▶ EXTRACT
== Segment start ==

4. Perfectly Crisp Parmesan Crisps
We've reached the point on this list where Larry is certainly onto something. Cheese crisps are all the rage right now, and a particular favorite of the keto set considering they're simply pure, unadulterated cheese with no additional carbs. We doubt that Larry is of the keto persuasion, and there's a good chance he has no idea what the diet even entails, but there is no denying his love for Perfectly Crisp Parmesan Crisps. "This is one of the world's great crackers," he asserts. "There's Parmesan in this!"
As a hotel snack goes, we're totally down for some Parmesan crisps. But the reason this one isn't higher in the rankings is twofold: First, there's the issue of the price. Larry's cheese crisp of choice goes for a hefty $5.99 at Whole Foods, and we're not sure we can stomach what the price tag is likely to be at the Funkhouser. Then, there's the issue of Larry's particular Perfectly Crisp flavor choice, the standard "Parmesan," even though "everything" is obviously the superior pick.
3. Wasabi peas
"Do we love the sound of that?" Larry inquires as he excitedly shakes a tube of wasabi peas like a toddler with a rattle. The trio sitting before him appear unenthused — but they should be. Wasabi peas traffic in the sort of superficiality that makes them the perfect match for a Beverly Hills hotel mini bar. They're just past their prime of being trendy, feature a once healthy vegetable that's gone through some dramatic cosmetic surgery, and ultimately, come off as more spicy than they actually are. All in all, wasabi peas are the snack version of "The Real Housewives of Beverly Hills" — Dorit Kemsley, if we're being specific.

== Segment end ==

▶ THE DATA
== Segment start ==

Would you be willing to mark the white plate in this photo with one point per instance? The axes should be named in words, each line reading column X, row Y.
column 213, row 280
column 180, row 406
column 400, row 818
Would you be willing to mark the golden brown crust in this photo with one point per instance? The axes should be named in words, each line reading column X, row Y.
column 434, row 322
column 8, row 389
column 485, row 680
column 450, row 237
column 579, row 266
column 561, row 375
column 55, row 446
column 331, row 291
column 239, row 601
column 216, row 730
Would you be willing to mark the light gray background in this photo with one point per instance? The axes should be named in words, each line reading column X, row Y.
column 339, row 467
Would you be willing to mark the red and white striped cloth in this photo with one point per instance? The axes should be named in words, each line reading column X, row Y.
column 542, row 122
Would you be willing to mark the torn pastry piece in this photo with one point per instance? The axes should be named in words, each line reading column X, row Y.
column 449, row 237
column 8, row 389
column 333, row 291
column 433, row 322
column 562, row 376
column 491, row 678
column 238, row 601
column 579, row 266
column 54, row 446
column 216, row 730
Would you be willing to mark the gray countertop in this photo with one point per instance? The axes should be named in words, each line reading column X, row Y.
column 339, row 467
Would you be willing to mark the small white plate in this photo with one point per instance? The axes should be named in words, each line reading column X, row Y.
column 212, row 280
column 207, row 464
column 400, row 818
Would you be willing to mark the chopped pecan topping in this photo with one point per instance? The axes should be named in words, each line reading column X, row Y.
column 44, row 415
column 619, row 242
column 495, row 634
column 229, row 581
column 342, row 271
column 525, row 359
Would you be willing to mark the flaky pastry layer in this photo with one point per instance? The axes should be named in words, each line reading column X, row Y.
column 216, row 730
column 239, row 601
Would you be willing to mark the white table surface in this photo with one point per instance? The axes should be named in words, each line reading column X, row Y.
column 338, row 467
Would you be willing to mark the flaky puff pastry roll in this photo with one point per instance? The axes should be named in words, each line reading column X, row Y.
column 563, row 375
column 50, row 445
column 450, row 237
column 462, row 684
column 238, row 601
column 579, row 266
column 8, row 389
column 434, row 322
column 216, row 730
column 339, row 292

== Segment end ==

▶ TO DO
A. In the snack list above, write out the passage starting with "3. Wasabi peas" and going on through "we're being specific.".
B. Shorten the paragraph of the snack list that begins "As a hotel snack goes" and keep its main facts.

▶ ANSWERS FOR THE EXERCISE
A.
3. Wasabi peas
"Do we love the sound of that?" Larry inquires as he excitedly shakes a tube of wasabi peas like a toddler with a rattle. The trio sitting before him appear unenthused — but they should be. Wasabi peas traffic in the sort of superficiality that makes them the perfect match for a Beverly Hills hotel mini bar. They're just past their prime of being trendy, feature a once healthy vegetable that's gone through some dramatic cosmetic surgery, and ultimately, come off as more spicy than they actually are. All in all, wasabi peas are the snack version of "The Real Housewives of Beverly Hills" — Dorit Kemsley, if we're being specific.

B. Parmesan crisps make a good hotel snack but rank no higher for two reasons. First, Larry's brand costs $5.99 at Whole Foods, and the Funkhouser price is likely worse. Second, he picks the standard "Parmesan" flavor, though "everything" is the better choice.